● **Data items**
-*-*-
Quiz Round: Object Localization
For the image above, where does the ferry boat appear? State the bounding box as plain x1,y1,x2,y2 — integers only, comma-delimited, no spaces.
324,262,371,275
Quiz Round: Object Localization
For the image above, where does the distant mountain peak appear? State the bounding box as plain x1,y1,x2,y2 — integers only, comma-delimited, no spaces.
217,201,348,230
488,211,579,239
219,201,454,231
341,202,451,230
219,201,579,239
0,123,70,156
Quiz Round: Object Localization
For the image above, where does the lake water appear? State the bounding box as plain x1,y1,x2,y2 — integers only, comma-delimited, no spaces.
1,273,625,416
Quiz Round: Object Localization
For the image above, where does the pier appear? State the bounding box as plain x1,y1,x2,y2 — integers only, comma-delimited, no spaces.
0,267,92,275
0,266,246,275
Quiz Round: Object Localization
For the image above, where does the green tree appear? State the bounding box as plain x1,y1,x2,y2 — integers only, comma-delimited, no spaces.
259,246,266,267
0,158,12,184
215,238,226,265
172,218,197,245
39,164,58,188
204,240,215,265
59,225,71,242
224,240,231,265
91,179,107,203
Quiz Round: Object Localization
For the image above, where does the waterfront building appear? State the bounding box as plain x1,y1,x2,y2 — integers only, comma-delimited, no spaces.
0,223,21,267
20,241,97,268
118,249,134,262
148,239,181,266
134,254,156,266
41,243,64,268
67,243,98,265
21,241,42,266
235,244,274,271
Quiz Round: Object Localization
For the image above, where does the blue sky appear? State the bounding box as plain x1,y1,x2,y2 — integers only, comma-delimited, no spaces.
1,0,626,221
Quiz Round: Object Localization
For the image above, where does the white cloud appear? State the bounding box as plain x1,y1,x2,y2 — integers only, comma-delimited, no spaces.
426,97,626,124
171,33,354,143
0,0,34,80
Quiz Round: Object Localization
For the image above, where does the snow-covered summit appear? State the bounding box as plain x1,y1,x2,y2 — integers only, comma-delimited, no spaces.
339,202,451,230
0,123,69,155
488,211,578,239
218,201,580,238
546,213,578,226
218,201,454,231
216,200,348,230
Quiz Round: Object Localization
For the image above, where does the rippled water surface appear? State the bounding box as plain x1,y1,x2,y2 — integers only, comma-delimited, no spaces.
-*-*-
● **Exercise aim**
Nothing in the data may change. Give it again in full.

● **Output of the task**
Quiz Round: Object Localization
For the image above, where does the ferry boat appear? State the bounding box as plain x1,y1,x2,y2 — integers only, comma-delimited, no spaces.
324,262,371,275
Quiz Round: Object Localization
For the image above, where does the distant mountain peak appear? State the bounding box as plain x1,y1,x2,y2 — integers only, comma-delimited, no spaces.
217,201,348,230
488,211,579,239
219,201,454,231
341,202,451,230
219,201,579,239
0,123,70,156
Quiz Round: Object Localization
For the image above, where does the lake water appear? State the bounding box as plain x1,y1,x2,y2 — integers only, comma-delimited, no spaces.
1,273,625,416
Quiz Round: Object Localization
For the image above, where does the pier appear? State the bounding box as plain x1,y1,x2,y2 — integers only, comma-delimited, no spaces.
0,267,92,275
0,266,246,275
Quiz Round: Object Localization
For the image above, where does the green tree appear? State the bounding box as plain x1,y1,x2,y2 — integers only, comma-delimited, no spaces.
259,246,266,267
0,158,12,184
215,238,226,265
172,218,197,245
39,164,58,188
204,240,215,265
59,225,71,242
224,240,231,265
91,179,107,203
Quiz Round: Object Localization
For the image above, where does the waterfront building appear? State the bounding box as plain x1,y1,x2,y2 — integers only, comma-delimited, no spaces.
0,223,21,267
20,241,97,268
118,249,134,262
148,239,181,266
134,254,156,266
41,243,64,268
67,243,98,265
21,241,42,266
235,244,274,271
Quiz Round: Object Localization
For the image above, where does the blue sky appear? State the bounding box as plain x1,y1,x2,y2 — integers only, comma-delimited, no spaces.
1,0,626,221
Quiz Round: Object Localization
For the image above, where does the white cloud appear? State the bounding box as plain x1,y1,x2,y2 — integers only, comma-delimited, no spaces.
426,97,626,124
171,33,354,143
0,0,34,80
Quiz Round: Object Localization
For the image above, where does the snow-covered summit appear? State the bounding box as plain x1,y1,x2,y2 — integers only, comma-delimited, no spaces.
339,202,451,230
0,123,69,155
488,211,578,239
218,201,580,238
546,213,578,226
218,201,454,231
216,200,348,230
Quiz Round: Object Localization
For the image above, where does the rippled water surface appear? State the bounding box as plain x1,y1,x2,y2 — integers only, comma-delimited, no spaces.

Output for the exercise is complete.